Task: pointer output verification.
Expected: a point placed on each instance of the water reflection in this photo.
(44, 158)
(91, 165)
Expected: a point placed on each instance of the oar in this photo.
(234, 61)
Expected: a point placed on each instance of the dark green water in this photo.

(What needs to be done) Please render the material above as a JSON list of strings, one string per line, with blank lines left out.

(The solution)
[
  "Task: pointer output verification.",
  "Expected: a point placed on each instance of the water reflection in this photo.",
  "(44, 158)",
  "(91, 165)",
  "Expected: a point placed on each instance of the oar in this photo.",
  "(234, 61)",
  "Expected: a point placed on each instance of the dark green water in this photo."
]